Tasks for this exercise:
• 1. In the account of the Azure migration, why is re-architecture called a huge effort? Answer in one to three sentences.
• 2. Lay out the lines of the rows as a Markdown table with columns No. and Line, starting at the line that contains "Where can the upper" and ending at the last line of the rows. Skip any blank lines.
--- start Document section ---
The execs had their hesitations about data security, privacy, and SLAs. Without all the Azure product pages and documentation, I wouldn’t have been able to prove how Azure is the future for this org and how it was the right choice, given we’re a Microsoft shop.

They were thrilled, and now presented me with the prime objective: Do this all with no outage.

I really tried. I got them to agree on 15 minutes of outage for cutover to the new home, which quickly became 120 minutes as the project’s strategy devolved and evolved.

The org here follows the “One DB per Tenant” model, based on the Founder’s decision many moons ago. The glorious founders also had a fallout when acquired and decided to nuke their git repositories and leave us with compiled .NET apps running in IIS. So, re-architecture is a huge effort, and we wanted to see some cost savings before that. Now that we’re in Azure IaaS, moving customer data into a serverless architecture like Managed SQL Databases or CosmosDB when the time comes, should be much faster compared to if we tried this from the on-prem environment.
--- end Document section ---
--- start Provided records ---
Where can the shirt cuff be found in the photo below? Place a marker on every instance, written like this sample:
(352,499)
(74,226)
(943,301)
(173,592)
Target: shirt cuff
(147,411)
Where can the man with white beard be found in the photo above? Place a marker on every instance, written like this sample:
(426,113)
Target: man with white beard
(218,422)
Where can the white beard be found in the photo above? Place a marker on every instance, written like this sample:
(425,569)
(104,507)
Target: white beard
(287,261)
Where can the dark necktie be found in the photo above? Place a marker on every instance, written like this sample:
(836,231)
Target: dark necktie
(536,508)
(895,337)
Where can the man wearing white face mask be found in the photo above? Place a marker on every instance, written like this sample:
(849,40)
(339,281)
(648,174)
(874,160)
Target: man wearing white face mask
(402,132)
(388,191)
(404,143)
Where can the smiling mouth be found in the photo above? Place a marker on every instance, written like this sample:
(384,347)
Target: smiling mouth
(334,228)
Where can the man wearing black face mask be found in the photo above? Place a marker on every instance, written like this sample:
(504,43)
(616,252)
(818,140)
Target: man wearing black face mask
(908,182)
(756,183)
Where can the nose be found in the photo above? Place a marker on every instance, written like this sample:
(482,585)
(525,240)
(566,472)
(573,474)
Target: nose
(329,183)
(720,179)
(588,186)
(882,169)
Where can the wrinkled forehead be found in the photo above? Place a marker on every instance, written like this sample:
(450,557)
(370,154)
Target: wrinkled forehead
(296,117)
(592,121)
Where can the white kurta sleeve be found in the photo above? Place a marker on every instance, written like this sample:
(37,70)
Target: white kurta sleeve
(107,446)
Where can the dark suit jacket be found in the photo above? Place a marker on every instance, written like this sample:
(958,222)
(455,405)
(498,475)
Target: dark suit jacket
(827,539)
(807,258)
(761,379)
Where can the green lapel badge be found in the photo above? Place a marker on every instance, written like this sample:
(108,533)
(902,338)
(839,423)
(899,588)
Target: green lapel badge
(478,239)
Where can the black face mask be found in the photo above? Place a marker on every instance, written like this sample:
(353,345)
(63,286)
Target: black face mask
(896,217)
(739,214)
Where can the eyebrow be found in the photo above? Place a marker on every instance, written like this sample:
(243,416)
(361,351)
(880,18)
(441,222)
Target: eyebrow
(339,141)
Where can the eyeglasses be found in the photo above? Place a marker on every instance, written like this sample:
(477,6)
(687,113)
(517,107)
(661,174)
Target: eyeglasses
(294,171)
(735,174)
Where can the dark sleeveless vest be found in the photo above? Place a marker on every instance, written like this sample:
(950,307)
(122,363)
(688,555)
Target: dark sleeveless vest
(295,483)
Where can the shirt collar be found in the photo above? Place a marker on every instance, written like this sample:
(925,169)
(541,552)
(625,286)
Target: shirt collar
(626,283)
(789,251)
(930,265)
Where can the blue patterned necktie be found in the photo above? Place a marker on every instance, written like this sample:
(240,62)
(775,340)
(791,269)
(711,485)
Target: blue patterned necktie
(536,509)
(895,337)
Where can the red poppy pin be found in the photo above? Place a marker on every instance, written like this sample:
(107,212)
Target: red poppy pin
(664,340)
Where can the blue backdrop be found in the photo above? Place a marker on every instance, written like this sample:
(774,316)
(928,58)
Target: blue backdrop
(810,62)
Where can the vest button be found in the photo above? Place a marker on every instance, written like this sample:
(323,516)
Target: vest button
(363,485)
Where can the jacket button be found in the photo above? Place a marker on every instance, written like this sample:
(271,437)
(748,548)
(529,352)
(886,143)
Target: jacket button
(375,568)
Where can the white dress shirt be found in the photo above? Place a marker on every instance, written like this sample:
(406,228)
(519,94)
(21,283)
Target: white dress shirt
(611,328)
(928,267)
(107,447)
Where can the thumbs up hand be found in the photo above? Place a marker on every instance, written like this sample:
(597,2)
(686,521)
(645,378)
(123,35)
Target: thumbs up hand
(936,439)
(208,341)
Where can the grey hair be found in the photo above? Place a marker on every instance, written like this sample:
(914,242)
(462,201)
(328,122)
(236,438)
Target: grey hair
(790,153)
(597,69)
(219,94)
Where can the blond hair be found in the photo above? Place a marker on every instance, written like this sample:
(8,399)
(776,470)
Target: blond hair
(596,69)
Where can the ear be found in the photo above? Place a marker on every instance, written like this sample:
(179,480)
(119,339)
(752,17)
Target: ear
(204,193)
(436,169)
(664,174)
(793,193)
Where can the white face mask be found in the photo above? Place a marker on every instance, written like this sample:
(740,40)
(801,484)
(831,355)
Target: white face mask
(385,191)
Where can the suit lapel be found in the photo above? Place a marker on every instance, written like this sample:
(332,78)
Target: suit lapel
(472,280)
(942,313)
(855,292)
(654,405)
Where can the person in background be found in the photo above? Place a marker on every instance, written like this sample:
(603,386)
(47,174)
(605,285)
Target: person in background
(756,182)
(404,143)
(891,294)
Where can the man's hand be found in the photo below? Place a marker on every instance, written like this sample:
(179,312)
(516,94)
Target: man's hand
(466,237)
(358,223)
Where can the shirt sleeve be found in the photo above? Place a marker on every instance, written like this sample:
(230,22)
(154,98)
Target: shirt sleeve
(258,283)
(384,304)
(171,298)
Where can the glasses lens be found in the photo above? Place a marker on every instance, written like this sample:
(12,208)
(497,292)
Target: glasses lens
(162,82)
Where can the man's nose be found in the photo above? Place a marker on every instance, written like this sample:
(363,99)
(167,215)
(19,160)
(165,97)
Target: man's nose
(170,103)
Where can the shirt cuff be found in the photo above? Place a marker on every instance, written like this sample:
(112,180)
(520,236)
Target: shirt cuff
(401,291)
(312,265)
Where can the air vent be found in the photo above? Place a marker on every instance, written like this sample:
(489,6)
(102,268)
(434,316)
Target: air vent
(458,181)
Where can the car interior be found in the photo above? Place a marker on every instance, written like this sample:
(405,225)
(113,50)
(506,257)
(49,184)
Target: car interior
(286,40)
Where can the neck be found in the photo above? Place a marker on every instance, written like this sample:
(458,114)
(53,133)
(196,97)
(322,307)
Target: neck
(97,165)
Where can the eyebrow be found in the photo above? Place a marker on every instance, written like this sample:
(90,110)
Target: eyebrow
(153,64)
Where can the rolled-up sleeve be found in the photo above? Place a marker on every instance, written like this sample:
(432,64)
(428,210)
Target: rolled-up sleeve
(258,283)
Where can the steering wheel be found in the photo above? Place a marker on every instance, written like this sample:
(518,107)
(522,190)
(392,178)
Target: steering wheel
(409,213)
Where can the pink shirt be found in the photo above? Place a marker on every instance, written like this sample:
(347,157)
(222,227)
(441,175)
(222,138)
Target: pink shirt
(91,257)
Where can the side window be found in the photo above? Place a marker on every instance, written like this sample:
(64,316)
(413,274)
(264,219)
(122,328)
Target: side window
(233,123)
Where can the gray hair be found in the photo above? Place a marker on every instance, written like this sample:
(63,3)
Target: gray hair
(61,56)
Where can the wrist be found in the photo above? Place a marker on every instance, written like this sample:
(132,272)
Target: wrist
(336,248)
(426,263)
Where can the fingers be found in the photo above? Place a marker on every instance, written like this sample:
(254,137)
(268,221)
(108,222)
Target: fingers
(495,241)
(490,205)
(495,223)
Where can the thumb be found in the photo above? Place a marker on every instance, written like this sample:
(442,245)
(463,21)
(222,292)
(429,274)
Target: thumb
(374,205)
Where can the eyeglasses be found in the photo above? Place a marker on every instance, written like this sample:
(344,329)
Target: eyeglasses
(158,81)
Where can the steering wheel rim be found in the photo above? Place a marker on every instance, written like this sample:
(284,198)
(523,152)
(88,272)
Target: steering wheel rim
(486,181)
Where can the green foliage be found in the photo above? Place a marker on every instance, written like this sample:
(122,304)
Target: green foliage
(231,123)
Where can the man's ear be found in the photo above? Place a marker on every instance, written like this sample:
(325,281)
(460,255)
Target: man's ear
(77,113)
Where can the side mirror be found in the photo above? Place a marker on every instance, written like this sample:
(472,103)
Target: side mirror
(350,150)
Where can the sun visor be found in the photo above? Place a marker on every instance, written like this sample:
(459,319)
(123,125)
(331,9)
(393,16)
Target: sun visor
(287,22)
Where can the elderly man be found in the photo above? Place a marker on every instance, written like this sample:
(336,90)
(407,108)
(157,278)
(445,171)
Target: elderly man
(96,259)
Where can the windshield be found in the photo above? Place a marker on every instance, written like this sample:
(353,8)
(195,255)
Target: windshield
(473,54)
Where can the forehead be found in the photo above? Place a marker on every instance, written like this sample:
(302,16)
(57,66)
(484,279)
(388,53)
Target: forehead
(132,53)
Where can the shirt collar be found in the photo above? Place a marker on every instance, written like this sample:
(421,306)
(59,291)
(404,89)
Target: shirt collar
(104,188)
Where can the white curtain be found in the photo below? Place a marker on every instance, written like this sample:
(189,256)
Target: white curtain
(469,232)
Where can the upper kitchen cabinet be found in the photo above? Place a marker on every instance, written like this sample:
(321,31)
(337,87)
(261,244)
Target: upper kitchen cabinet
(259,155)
--- end Provided records ---
Answers to the problems:
• 1. After a fallout when the company was acquired, the founders deleted their git repositories. That left the org with only compiled .NET apps running in IIS.

• 2.
| No. | Line |
|---|---|
| 1 | Where can the upper kitchen cabinet be found in the photo above? Place a marker on every instance, written like this sample: |
| 2 | (321,31) |
| 3 | (337,87) |
| 4 | (261,244) |
| 5 | Target: upper kitchen cabinet |
| 6 | (259,155) |